■ Goal of the exercise ■
Convert the material below into a Markdown table with the columns "Row" and "Line". Start at the line containing "of the player's", go through the end of the material, and leave out blank lines.

■ Entries supplied ■
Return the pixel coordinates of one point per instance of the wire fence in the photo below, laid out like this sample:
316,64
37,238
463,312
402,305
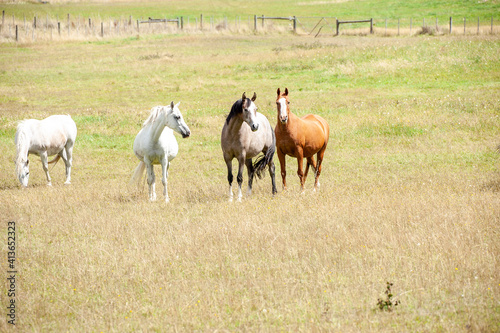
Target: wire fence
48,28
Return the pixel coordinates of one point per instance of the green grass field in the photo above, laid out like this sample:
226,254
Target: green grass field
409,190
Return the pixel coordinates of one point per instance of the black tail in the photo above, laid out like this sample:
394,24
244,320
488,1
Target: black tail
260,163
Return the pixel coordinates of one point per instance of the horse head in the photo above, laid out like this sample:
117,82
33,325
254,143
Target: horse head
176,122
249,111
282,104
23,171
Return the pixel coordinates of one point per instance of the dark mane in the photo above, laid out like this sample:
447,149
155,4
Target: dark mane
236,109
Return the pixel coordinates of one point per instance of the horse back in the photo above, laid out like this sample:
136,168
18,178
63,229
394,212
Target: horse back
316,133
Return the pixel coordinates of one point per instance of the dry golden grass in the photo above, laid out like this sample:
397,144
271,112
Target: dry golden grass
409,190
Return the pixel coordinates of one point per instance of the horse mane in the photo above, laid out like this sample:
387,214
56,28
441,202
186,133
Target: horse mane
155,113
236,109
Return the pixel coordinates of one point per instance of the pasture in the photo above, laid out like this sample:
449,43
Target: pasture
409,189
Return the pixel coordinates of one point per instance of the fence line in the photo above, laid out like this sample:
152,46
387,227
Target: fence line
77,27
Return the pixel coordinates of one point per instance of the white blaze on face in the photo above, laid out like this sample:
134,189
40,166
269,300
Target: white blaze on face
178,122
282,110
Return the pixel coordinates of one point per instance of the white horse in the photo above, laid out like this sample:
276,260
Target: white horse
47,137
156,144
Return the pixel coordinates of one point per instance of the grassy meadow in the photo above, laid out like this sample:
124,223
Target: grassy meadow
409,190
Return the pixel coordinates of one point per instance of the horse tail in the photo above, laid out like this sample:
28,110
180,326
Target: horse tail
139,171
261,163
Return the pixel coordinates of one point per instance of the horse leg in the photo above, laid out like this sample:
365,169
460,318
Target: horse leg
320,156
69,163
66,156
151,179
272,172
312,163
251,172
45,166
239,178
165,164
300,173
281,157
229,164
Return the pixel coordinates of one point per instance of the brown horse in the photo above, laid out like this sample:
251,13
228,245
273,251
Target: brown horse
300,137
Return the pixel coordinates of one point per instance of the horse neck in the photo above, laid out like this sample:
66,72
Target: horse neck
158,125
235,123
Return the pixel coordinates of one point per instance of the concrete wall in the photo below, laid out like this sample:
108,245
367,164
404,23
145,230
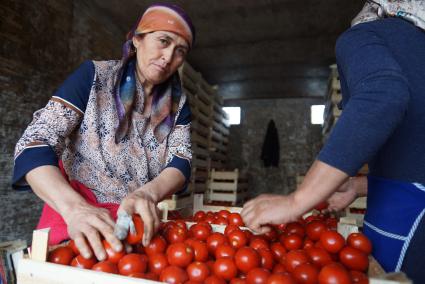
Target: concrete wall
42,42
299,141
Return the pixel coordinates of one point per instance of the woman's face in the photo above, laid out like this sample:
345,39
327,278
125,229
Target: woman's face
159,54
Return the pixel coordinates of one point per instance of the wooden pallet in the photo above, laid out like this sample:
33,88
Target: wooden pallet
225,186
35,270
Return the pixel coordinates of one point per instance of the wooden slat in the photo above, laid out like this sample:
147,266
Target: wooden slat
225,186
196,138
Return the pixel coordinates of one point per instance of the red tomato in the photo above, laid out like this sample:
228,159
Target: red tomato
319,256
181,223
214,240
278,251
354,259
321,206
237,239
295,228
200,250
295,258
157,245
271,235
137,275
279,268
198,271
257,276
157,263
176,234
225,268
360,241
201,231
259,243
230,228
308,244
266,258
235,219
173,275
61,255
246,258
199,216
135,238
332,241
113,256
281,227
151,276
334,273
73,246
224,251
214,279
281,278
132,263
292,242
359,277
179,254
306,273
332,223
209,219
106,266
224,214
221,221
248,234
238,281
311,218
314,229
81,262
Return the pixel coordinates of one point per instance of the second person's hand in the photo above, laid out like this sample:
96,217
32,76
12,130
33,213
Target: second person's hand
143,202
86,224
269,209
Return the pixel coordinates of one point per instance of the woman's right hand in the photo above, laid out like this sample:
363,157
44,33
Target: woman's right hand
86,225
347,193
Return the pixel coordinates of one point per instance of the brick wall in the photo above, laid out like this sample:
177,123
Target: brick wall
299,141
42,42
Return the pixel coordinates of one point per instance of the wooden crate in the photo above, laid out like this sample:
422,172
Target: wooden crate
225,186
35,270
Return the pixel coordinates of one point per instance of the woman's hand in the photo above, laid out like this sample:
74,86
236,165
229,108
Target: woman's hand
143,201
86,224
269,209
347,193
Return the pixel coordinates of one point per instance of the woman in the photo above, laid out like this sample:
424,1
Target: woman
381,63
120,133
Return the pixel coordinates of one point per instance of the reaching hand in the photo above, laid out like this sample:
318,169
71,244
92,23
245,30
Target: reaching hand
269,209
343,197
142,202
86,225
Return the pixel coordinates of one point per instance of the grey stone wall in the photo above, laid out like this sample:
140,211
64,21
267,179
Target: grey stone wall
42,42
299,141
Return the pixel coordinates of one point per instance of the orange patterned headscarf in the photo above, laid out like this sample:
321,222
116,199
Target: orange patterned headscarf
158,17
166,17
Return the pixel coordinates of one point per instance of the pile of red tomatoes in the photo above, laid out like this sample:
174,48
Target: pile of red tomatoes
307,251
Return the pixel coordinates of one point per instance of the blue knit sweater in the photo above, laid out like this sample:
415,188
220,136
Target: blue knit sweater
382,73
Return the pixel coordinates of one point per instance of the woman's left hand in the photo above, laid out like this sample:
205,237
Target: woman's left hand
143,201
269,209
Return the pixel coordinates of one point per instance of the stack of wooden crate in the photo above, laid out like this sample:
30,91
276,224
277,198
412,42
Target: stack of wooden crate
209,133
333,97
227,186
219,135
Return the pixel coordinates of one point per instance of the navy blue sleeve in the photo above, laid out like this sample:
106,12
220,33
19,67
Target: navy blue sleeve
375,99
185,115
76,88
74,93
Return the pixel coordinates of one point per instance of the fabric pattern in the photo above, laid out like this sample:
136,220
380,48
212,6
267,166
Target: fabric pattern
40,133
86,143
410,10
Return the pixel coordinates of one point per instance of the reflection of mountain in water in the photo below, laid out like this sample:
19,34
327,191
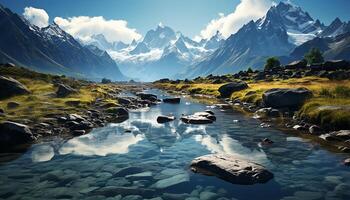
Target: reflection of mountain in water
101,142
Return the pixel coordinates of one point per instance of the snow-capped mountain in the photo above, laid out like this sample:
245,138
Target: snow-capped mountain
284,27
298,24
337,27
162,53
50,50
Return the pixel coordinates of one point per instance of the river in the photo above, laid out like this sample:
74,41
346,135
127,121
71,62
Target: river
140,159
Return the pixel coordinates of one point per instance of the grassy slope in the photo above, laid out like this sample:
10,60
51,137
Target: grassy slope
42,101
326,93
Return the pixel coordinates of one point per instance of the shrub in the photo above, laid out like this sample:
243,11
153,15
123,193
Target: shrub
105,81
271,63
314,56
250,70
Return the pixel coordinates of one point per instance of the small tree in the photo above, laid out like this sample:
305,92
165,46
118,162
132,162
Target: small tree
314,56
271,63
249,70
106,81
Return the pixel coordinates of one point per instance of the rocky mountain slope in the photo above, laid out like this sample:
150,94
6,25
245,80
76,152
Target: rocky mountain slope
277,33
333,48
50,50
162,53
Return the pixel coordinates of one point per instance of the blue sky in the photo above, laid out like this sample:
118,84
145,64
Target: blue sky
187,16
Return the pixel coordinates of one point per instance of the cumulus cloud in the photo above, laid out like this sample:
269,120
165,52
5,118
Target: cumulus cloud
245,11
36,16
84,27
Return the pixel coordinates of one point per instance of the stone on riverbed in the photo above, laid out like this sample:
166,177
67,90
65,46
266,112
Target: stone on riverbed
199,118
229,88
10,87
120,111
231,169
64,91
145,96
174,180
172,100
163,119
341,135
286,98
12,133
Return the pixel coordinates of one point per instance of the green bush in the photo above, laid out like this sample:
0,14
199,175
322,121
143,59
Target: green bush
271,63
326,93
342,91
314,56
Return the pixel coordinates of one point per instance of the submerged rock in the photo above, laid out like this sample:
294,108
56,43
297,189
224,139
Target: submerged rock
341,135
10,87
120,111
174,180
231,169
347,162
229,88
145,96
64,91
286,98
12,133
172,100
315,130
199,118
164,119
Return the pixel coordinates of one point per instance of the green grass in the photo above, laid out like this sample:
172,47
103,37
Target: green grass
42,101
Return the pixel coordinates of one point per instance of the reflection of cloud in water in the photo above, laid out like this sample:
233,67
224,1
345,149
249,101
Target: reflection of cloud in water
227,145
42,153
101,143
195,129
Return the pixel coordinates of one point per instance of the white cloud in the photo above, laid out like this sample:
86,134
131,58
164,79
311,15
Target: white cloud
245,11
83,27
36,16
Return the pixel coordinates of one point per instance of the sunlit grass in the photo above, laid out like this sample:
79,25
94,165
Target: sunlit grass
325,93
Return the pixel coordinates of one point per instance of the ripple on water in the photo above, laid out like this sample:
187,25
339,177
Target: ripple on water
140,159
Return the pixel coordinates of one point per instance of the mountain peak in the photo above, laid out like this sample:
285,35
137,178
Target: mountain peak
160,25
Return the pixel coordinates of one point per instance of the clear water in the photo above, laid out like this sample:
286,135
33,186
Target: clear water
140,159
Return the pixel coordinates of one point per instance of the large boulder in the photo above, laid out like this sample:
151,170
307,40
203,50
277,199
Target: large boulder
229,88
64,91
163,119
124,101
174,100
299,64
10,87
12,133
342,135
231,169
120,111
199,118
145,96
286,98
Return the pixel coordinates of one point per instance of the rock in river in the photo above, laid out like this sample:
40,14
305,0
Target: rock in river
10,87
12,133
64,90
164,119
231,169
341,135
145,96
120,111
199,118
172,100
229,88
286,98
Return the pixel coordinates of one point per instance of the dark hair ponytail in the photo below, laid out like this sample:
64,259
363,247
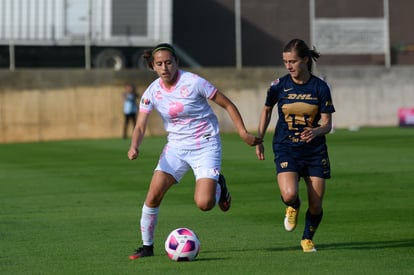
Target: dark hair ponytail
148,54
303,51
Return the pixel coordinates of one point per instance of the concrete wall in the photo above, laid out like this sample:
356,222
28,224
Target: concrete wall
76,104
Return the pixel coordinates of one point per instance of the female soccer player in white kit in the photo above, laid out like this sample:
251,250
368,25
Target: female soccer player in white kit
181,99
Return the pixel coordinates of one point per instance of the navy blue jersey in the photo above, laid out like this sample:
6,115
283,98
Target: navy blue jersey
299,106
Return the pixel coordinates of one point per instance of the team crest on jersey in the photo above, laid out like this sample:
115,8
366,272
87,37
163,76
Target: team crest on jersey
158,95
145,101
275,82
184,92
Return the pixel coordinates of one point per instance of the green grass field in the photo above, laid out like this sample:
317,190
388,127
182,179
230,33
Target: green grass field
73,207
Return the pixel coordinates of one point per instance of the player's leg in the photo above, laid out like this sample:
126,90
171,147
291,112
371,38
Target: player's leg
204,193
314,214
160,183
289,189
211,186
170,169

■ Complete output ■
| Row | Line |
|---|---|
| 1 | Return the pixel coordinates of one point per instance of the player's leg in the photo above, laid out like this sample: |
| 2 | 126,90 |
| 3 | 171,147 |
| 4 | 291,112 |
| 5 | 371,38 |
| 6 | Target: player's leg |
| 7 | 204,193 |
| 8 | 314,214 |
| 9 | 160,183 |
| 10 | 289,189 |
| 11 | 211,186 |
| 12 | 170,169 |